__TASK DETAILS__.
Your answer should consist of the lines holding "mask", copied from the material below.

__DATA FOR PROCESSING__.

--------

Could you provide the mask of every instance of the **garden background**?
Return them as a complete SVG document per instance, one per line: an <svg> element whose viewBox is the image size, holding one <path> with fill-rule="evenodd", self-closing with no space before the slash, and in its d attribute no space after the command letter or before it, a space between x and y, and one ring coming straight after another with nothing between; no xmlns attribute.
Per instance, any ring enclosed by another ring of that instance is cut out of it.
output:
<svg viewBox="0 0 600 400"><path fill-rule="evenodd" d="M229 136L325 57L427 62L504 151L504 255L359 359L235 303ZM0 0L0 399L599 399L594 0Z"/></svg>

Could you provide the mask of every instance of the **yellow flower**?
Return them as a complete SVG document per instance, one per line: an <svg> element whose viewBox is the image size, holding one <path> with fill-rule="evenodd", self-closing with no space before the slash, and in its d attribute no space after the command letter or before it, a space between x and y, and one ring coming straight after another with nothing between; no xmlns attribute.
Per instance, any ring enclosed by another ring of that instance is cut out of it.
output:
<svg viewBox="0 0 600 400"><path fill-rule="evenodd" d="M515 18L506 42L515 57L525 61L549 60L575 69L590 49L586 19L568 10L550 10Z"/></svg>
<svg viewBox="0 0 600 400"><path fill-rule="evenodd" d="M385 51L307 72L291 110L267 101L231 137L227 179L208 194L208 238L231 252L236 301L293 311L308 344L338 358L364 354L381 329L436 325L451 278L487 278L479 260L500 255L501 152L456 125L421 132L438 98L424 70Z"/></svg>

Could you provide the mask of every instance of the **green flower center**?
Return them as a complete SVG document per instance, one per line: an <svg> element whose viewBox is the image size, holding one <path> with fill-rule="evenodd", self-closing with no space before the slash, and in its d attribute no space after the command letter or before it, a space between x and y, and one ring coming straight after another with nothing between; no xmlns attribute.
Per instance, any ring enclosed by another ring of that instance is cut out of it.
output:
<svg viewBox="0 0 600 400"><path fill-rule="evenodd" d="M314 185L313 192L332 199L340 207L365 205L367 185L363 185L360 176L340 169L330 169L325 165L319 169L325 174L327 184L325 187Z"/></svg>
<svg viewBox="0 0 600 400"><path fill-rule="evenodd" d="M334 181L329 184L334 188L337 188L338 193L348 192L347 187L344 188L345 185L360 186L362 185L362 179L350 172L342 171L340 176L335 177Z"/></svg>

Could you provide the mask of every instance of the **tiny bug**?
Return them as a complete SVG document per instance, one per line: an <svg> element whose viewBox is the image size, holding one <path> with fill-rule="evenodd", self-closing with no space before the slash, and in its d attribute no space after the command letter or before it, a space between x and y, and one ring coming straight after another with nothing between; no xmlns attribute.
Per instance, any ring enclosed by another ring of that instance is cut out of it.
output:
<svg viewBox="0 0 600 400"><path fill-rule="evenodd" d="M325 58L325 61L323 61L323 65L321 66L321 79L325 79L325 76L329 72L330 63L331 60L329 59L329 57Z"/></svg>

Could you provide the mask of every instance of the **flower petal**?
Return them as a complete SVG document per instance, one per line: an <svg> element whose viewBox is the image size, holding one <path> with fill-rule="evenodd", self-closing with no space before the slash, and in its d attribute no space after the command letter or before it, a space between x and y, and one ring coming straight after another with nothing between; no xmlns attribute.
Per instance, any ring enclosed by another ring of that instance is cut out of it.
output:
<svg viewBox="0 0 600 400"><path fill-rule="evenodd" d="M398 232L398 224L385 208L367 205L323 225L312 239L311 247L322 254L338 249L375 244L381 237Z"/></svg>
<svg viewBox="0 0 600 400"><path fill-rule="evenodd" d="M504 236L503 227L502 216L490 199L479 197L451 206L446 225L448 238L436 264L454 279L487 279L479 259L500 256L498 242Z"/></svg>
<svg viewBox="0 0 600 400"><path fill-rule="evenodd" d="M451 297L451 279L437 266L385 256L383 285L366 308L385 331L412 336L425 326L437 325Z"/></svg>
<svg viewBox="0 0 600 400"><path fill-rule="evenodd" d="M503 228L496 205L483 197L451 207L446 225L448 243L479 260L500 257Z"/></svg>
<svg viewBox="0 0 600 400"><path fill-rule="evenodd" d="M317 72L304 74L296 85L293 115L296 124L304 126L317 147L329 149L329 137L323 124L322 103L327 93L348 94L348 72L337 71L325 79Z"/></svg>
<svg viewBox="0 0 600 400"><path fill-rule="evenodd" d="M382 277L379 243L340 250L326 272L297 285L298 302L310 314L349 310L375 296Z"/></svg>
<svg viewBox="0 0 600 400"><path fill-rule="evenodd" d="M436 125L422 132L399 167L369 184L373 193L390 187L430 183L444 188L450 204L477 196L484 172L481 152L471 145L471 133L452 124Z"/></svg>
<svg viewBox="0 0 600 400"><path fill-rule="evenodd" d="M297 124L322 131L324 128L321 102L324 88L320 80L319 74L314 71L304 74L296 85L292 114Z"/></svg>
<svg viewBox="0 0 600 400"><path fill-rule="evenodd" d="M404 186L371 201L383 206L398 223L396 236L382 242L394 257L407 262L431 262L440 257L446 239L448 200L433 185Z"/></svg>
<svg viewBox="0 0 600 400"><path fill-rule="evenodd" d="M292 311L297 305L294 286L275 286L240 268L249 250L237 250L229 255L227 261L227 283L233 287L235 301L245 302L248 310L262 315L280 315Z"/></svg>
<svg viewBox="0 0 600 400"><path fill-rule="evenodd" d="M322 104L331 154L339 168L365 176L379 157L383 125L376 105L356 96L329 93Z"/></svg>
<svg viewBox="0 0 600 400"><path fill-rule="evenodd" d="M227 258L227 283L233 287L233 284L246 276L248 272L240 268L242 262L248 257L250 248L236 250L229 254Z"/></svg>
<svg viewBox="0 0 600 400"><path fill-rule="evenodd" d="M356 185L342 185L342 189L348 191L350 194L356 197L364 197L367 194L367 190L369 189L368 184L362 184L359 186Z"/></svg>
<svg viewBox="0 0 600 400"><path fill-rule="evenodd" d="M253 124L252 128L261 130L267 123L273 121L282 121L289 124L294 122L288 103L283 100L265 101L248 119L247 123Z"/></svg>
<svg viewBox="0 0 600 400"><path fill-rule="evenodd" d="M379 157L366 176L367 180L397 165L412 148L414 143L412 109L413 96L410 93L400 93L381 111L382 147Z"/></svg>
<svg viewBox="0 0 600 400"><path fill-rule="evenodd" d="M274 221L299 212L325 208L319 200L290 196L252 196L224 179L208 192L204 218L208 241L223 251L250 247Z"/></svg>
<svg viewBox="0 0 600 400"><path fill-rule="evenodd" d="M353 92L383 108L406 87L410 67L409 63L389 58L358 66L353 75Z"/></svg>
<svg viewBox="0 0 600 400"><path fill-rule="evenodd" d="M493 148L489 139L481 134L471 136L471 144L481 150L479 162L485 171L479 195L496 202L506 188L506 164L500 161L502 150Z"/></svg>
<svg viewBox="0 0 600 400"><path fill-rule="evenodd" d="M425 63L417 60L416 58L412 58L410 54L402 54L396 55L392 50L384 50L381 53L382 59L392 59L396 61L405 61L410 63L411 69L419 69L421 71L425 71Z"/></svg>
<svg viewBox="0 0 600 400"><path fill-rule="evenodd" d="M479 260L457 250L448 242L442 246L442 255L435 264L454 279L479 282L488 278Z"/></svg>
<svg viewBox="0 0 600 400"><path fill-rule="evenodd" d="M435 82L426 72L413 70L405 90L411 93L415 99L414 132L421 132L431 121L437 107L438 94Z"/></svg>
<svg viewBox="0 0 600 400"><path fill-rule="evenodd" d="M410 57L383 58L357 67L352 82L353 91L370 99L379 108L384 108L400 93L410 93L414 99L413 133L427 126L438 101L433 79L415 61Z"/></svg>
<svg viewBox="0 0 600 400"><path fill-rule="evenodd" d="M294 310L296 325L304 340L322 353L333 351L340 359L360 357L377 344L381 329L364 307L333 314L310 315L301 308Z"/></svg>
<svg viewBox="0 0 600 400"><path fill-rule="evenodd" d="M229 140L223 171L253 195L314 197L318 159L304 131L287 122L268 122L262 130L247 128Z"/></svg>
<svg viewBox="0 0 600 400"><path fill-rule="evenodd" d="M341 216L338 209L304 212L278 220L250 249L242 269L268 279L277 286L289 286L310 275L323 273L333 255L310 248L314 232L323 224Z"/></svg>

--------

__FINAL ANSWER__.
Could you provide the mask of every instance of the **garden background**?
Could you provide the mask of every instance of the **yellow flower**?
Could you provide the mask of every instance of the **green flower center**?
Could you provide the mask of every instance of the **tiny bug**?
Could you provide the mask of every instance of the **flower petal**?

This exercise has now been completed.